Your instructions> Please copy out the records between the line holding "Help me find the fireplace—where" and the line holding "[1,234,640,425]", inclusive, and nothing more. Keep every request line, but adjust each coordinate in the answers by adding -63 to it.

══ Given entries

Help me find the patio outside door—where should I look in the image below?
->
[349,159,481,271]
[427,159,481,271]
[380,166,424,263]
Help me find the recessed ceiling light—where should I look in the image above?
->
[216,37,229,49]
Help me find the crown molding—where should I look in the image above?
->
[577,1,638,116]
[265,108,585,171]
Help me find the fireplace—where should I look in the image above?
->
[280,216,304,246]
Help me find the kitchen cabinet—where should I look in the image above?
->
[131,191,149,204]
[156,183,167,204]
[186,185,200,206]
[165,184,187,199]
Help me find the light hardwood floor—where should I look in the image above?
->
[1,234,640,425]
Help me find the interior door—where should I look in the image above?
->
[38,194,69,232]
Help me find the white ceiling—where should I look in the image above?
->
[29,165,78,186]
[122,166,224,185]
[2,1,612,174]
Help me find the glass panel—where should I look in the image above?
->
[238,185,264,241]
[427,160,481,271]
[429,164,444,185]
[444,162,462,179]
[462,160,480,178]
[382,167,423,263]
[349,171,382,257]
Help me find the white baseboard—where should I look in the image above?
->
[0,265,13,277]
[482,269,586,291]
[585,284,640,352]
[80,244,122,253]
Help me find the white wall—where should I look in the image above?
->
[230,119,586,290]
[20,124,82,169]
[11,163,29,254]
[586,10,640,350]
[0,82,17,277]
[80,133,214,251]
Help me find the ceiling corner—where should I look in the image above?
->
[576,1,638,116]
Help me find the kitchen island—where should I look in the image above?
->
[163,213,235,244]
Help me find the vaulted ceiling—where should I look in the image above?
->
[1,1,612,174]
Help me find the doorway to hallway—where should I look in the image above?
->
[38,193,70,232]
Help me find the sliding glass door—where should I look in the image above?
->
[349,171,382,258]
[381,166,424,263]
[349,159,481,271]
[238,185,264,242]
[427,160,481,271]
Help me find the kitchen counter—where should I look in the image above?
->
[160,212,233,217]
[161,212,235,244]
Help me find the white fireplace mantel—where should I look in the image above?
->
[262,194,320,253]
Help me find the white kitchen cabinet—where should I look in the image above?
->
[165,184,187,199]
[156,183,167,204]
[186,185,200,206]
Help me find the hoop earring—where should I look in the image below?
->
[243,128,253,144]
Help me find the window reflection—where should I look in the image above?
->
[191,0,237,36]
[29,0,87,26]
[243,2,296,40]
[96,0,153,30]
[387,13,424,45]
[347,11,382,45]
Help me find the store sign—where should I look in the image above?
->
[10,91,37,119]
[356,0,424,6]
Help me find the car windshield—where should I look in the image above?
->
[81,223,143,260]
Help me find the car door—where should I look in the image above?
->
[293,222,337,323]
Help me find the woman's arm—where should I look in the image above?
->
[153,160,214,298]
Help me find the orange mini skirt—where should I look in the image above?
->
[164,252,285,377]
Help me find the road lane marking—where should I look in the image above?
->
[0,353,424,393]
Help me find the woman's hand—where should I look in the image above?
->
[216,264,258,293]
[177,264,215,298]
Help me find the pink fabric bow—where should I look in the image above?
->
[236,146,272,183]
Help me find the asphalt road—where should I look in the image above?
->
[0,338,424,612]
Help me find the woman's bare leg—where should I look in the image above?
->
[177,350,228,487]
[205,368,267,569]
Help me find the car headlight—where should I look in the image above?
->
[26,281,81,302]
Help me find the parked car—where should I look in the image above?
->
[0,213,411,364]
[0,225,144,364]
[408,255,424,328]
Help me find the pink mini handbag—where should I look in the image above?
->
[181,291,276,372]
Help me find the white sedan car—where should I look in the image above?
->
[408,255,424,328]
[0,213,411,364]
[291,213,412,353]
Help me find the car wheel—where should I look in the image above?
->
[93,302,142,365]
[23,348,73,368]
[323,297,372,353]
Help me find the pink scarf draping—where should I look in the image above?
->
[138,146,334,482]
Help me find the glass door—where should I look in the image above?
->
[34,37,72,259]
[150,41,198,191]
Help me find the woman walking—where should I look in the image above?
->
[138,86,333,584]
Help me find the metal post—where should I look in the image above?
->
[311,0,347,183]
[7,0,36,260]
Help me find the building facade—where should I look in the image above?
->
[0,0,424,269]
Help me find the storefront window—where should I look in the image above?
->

════

Answer for this exercise>
Help me find the fireplace—where should I look in the image above?
->
[217,153,241,183]
Help me find the kitchen cabinet—where should I look in the image above?
->
[68,128,86,141]
[93,120,104,141]
[123,122,137,143]
[102,121,124,136]
Help me find the light hardwood floor—where should I look in the image above?
->
[-62,171,577,362]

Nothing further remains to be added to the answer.